▶ _Natural language region descriptions_

______________________________

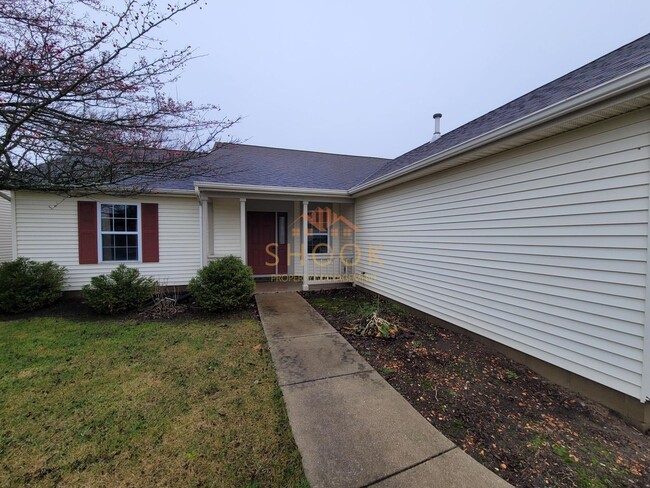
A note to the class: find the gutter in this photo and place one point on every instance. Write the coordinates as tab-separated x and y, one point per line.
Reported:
600	93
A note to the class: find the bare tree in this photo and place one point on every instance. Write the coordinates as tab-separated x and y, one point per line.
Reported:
83	106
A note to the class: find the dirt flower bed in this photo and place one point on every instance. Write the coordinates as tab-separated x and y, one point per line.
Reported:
529	431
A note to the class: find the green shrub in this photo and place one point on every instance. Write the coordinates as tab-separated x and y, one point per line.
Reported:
123	290
27	285
223	285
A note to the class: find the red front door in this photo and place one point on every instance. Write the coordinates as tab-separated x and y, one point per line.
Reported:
265	255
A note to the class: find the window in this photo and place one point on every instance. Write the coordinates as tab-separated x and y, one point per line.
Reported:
119	232
318	231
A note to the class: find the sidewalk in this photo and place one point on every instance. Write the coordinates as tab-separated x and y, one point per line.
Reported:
351	427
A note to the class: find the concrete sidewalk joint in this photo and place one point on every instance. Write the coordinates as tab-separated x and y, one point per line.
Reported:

______________________________

An exact copy of every entry, without pictures, should be your output.

▶ _ANSWER BOX_
A note to the class: find the gutter in this photo and place one point on every instance. Write the coordinates as tab-separated x and y, one point per line.
Reported:
600	93
A note to the class: find the bare tree in this photo and place one point on every instance. Write the coordinates as tab-separated x and y, one point per line.
Reported:
83	106
A note to the class: find the dirt flower bed in this photo and place one point on every instance. Write the coordinates as tab-separated x and y, one point per line.
Reported:
529	431
A note to the class: find the green shrub in this photo and place one point on every instance. Write the coordinates as tab-separated x and y, one point per line.
Reported:
123	290
27	285
223	285
A note to the class: find the red front door in this photo and place one point on every instance. Write the coordinates as tab-separated x and y, one point per line.
Reported:
265	255
A note to the class: find the window in this photo and place one point on every instance. Write the coordinates as tab-separated x and y, one point per line.
Reported:
119	232
318	231
A note to the class: find the sidewalk in this photo and place one point on every instance. Write the coordinates as tab-separated x and y, one point per line.
Reported:
351	427
A note to the class: find the concrete sidewalk joint in this photo and place one point on every instance. Write the coordinates as tab-separated x and y, one point per line.
Reported:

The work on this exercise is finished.